- OBJECTIF DU TRAVAIL -
Poursuivez la présentation du roman « Et ils oublieront la colère » d'Elsa Marpeau à partir de sa dernière phrase.

Elsa Marpeau – « Et ils oublieront la colère »

La parution du nouveau livre d’Elsa Marpeau intervient à l’occasion des 70 ans de la « Série noire » de Gallimard. Et ils oublieront la colère s’inscrit pleinement dans cette collection où, selon les dires de Marcel Duhamel, son fondateur en 1945, « l’amateur d’énigmes à la Sherlock Holmes n’y trouvera pas souvent son compte. L’optimiste systématique non plus. L’immoralité admise en général dans ce genre d’ouvrages uniquement pour servir de repoussoir à la moralité conventionnelle, y est chez elle tout autant que les beaux sentiments, voire de l’amoralité tout court. » Et, en effet, la trame de son intrigue laisse peu de place au sentimentalisme. En 1944, la France se libère de l’occupation allemande. Les Français, longtemps attentistes pour la grande majorité, se découvrent une virginité nouvelle en faisant la chasse à toutes celles qui, de près ou de loin, ont collaboré « à l’horizontale ». La cruauté se mêle à l’indigence. Les résistants de la dernière heure se montrent les plus véloces pour tenter de faire oublier leur passé trouble. Les femmes sont tondues en public, humiliées pour expier leur conduite et par-là même, faire oublier à tout un pays sa lâcheté et sa complaisance devant l’ennemi.

Dans une forêt de l’Yonne, une femme, Marianne Marceau, tente de fuir une foule à ses trousses. Elle vit dans une ferme isolée, avec sa sœur et son frère. Durant la guerre, un soldat allemand s’installe et bouscule le quotidien familial. Sa présence exacerbe les tensions au point de provoquer des blessures inavouables.

- MATÉRIEL FOURNI -
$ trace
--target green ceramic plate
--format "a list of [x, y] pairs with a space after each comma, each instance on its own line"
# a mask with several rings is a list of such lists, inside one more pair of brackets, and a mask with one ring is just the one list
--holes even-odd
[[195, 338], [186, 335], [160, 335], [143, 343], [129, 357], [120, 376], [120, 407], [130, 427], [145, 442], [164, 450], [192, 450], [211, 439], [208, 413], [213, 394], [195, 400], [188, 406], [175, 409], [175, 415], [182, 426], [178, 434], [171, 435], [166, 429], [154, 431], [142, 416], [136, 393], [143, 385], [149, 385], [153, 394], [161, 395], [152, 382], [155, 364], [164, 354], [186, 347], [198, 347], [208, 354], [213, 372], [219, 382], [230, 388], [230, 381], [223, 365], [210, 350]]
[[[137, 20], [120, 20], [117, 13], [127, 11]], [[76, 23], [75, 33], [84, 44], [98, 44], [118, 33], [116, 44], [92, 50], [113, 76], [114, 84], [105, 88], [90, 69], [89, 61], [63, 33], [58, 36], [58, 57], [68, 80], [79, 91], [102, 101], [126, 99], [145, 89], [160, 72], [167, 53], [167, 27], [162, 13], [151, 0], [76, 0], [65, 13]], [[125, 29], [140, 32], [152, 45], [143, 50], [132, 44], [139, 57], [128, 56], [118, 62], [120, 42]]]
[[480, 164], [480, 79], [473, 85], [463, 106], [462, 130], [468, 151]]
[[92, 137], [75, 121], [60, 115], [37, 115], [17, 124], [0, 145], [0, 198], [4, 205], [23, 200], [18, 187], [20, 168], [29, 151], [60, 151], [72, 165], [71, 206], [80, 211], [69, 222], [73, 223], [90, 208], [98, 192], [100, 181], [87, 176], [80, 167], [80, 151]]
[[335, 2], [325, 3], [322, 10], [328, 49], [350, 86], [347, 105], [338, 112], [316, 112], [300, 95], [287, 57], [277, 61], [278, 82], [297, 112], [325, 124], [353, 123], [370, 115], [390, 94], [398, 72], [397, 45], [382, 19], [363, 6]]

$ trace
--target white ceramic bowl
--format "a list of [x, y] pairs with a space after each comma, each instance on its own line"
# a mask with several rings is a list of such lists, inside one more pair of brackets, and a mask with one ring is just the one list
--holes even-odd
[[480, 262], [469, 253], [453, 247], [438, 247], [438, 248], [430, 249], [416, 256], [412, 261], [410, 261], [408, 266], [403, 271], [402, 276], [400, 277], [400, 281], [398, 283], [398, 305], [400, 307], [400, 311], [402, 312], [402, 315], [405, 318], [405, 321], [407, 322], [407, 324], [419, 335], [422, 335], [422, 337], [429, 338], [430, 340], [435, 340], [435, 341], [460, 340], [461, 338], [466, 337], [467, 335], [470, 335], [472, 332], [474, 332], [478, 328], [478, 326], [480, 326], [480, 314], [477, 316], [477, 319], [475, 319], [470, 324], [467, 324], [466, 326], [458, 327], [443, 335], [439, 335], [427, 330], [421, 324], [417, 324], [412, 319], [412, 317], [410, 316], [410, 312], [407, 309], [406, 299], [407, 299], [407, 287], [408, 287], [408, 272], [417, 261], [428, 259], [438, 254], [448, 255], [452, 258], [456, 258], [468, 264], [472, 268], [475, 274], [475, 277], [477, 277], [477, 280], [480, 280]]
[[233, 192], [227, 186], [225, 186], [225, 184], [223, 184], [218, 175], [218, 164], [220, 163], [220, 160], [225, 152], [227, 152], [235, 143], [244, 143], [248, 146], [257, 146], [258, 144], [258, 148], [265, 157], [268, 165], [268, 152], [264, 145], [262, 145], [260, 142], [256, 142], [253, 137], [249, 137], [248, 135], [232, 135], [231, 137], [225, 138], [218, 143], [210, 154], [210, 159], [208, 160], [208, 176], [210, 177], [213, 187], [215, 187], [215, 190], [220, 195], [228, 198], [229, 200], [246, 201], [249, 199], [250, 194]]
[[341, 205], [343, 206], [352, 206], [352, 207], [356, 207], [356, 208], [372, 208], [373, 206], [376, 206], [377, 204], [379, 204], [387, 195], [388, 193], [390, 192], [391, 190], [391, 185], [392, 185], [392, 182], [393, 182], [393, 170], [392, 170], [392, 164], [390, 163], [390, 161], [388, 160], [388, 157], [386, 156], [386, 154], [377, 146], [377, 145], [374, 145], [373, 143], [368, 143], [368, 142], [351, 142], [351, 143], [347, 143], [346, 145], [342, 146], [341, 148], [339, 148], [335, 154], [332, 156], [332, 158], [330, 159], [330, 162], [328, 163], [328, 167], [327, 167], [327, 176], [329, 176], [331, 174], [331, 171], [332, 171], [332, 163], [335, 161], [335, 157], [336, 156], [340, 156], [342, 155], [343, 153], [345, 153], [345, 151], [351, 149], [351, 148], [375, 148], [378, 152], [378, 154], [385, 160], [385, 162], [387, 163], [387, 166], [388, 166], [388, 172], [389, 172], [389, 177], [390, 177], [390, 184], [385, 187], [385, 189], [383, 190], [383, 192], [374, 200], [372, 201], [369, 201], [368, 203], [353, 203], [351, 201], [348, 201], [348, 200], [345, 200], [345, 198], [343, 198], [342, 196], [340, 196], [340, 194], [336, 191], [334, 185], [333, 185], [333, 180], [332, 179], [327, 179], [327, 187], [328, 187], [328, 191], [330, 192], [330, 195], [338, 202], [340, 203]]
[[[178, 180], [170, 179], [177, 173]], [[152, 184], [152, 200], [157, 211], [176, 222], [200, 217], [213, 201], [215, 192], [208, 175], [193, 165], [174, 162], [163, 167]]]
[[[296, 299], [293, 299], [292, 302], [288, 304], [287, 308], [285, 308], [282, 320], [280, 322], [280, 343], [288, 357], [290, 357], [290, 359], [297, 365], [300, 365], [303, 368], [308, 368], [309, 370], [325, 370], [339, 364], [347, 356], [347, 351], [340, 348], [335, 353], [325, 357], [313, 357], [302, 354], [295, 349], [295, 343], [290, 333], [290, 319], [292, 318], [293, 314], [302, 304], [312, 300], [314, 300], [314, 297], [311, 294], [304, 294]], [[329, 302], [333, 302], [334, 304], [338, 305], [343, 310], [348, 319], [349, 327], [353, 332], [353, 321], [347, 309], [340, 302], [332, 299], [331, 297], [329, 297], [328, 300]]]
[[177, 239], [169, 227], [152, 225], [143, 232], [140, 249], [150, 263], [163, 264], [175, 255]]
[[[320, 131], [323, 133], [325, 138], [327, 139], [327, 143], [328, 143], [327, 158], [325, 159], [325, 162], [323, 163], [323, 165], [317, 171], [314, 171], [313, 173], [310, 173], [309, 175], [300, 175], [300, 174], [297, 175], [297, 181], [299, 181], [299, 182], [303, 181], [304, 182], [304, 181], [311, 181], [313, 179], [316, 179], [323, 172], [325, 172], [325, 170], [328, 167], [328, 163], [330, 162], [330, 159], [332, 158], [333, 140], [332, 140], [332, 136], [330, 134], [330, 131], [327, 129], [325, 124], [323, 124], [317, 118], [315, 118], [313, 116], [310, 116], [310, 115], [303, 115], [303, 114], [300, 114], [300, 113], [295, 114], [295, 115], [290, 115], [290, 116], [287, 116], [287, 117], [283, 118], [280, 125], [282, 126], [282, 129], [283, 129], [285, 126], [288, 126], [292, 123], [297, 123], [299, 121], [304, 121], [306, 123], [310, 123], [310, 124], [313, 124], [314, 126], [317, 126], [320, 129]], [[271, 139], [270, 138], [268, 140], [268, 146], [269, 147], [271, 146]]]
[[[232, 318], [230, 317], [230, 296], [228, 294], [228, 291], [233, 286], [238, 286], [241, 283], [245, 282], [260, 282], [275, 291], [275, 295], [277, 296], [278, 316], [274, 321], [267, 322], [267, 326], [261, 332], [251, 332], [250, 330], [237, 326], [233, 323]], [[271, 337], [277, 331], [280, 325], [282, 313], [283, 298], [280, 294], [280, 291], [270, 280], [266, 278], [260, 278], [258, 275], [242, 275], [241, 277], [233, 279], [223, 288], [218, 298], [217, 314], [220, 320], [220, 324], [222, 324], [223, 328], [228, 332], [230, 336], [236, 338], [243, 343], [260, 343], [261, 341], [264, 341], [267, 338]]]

- RÉSULTAT FINAL -
Si l’intrigue prend forme à la Libération, Elsa Marpeau la situe précisément soixante-dix ans plus tard. Garence Calderon est capitaine de gendarmerie par vocation, ce qui, déjà, dénote un caractère bien trempé. Son look détonne parmi ses collègues, habitués au conformisme du métier. Elsa Marpeau semble rapprocher les destins de son héroïne avec celle de Marianne Marceau. Les deux femmes partagent une même force de caractère et une ténacité devant les difficultés exemplaire. Toutes deux ont également subit une enfance difficile, ponctuée de divers traumatismes.

Dans la ferme des Marceau, le corps de Mehdi Azem est retrouvé près du lac. Ce dernier habitait depuis peu le hameau. Il avait racheté la part de Paul Marceau, parti en maison de retraite. Étrangement, quand Garence découvre les lieux, elle reste stupéfaite. « Partout, la maison conserve un parfum étrange. Le parfum du passé. Les meubles, le sol, les fenêtres sont recouverts d’une épaisse couche de poussière. Il suffirait pour les faire renaître de passer un coup de chiffon et de s’immerger dans ces lieux brutalement désertés. Car si le temps a rongé le bois et déchiré les tissus, il a conservé les surfaces, les formes et l’âme des jours anciens. » Très vite, elle s’aperçoit que la victime s’intéressait à l’histoire des Marceau. Dès lors, Garence cherche à comprendre pourquoi, dans ce coin reculé de province, le temps s’écoule différemment. Pourquoi les blessures du passé restent des plaies ouvertes sur l’avenir. Medhi Azem serait-il mort pour des faits vieux de soixante-dix ans ?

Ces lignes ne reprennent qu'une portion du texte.